# OPDRACHT:
Beoordeel of de beweringen (a), (b) en (c) kloppen met de tekst over de uitspraak van de Rechtbank Den Haag hieronder, en beantwoord elke bewering met ja of nee plus de doorslaggevende woorden uit die tekst, letterlijk geciteerd. (a) De zitting vond plaats op 16 december 2020. (b) Italië werd verantwoordelijk geacht voor de behandeling van de asielaanvraag. (c) Tegen de uitspraak kan nog een rechtsmiddel worden ingesteld.

ECLI:NL:RBDHA:2020:13656
Rechtbank Den Haag
- Voorlopige voorziening
- Rechtspraak.nl
Afwijzing verzoek voorlopige voorziening asielaanvraag op grond van Dublinverordening
In deze zaak heeft de voorzieningenrechter van de Rechtbank Den Haag op 16 december 2020 uitspraak gedaan in een verzoek om een voorlopige voorziening in het kader van een asielaanvraag. De verzoeker, vertegenwoordigd door zijn gemachtigde mr. V.M. Oliana, had een aanvraag ingediend voor een verblijfsvergunning asiel voor bepaalde tijd. Deze aanvraag werd door de Staatssecretaris van Justitie en Veiligheid, vertegenwoordigd door mr. J.A.C.M. Prins, niet in behandeling genomen. De reden hiervoor was dat Italië verantwoordelijk werd geacht voor de behandeling van de asielaanvraag op basis van de Dublinverordening.
De verzoeker heeft tegen dit besluit beroep ingesteld en verzocht om een voorlopige voorziening. De zitting vond plaats op 8 december 2020, waarbij de verzoeker en verweerder zich lieten vertegenwoordigen door hun gemachtigden. Tijdens de zitting werd ook de zaak NL20.20149 behandeld, die verband hield met het beroep van de verzoeker.
De voorzieningenrechter heeft in zijn overwegingen aangegeven dat, gezien de uitspraak in de zaak NL20.20149, er geen noodzaak meer was voor het treffen van een voorlopige voorziening. Daarom werd het verzoek om een voorlopige voorziening afgewezen. Tevens werd er geen aanleiding gezien voor een proceskostenveroordeling. De uitspraak werd openbaar gemaakt en bekendgemaakt op 16 december 2020, en tegen deze uitspraak staat geen rechtsmiddel open.

[Records uit een gegevensbron]
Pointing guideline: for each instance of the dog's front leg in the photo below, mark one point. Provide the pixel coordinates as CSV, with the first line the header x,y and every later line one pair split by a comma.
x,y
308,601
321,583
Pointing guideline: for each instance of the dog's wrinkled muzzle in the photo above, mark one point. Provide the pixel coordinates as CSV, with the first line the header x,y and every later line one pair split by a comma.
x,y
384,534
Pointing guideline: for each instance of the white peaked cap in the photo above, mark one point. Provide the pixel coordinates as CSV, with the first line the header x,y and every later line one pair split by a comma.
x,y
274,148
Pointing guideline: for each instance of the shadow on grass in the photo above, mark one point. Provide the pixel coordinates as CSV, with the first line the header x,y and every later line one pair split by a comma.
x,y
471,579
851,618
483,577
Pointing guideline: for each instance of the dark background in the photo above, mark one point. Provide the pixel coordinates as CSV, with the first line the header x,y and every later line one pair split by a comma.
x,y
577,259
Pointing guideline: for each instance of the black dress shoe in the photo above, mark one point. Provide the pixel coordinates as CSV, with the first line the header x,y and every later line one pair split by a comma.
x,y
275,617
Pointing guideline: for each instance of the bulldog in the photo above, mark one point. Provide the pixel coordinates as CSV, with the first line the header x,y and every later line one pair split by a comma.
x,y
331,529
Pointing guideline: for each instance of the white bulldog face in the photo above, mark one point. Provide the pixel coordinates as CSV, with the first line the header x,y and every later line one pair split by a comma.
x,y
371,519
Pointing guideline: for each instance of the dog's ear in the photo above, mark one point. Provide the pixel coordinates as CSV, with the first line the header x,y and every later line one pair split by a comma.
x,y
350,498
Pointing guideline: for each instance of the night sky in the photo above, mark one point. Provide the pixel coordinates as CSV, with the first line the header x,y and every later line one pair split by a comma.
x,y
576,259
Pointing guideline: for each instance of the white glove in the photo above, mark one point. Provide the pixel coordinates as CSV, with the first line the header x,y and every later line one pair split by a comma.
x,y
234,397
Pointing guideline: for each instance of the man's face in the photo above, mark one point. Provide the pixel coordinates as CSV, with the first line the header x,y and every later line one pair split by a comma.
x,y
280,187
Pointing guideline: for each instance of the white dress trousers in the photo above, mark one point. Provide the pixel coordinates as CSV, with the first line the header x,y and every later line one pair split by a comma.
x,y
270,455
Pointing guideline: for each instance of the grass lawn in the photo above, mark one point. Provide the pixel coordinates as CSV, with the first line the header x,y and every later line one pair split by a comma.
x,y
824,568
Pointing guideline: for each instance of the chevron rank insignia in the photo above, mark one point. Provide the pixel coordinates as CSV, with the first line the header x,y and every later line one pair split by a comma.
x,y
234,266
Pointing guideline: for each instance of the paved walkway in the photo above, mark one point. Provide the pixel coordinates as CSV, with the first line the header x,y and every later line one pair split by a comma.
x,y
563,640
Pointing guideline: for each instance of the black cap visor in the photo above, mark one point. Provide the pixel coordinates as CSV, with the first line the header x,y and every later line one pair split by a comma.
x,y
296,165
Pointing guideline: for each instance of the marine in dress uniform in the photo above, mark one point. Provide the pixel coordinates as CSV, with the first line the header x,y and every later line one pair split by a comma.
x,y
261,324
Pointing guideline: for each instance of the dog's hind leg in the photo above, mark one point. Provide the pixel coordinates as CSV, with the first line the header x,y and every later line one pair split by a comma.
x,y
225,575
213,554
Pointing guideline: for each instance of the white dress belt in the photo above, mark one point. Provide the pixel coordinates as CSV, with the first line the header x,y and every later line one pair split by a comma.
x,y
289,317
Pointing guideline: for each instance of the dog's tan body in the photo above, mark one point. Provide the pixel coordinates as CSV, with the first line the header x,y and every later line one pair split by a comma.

# UITWERKING:
(a) Nee: "De zitting vond plaats op 8 december 2020"
(b) Ja: "Italië verantwoordelijk werd geacht voor de behandeling van de asielaanvraag op basis van de Dublinverordening"
(c) Nee: "tegen deze uitspraak staat geen rechtsmiddel open"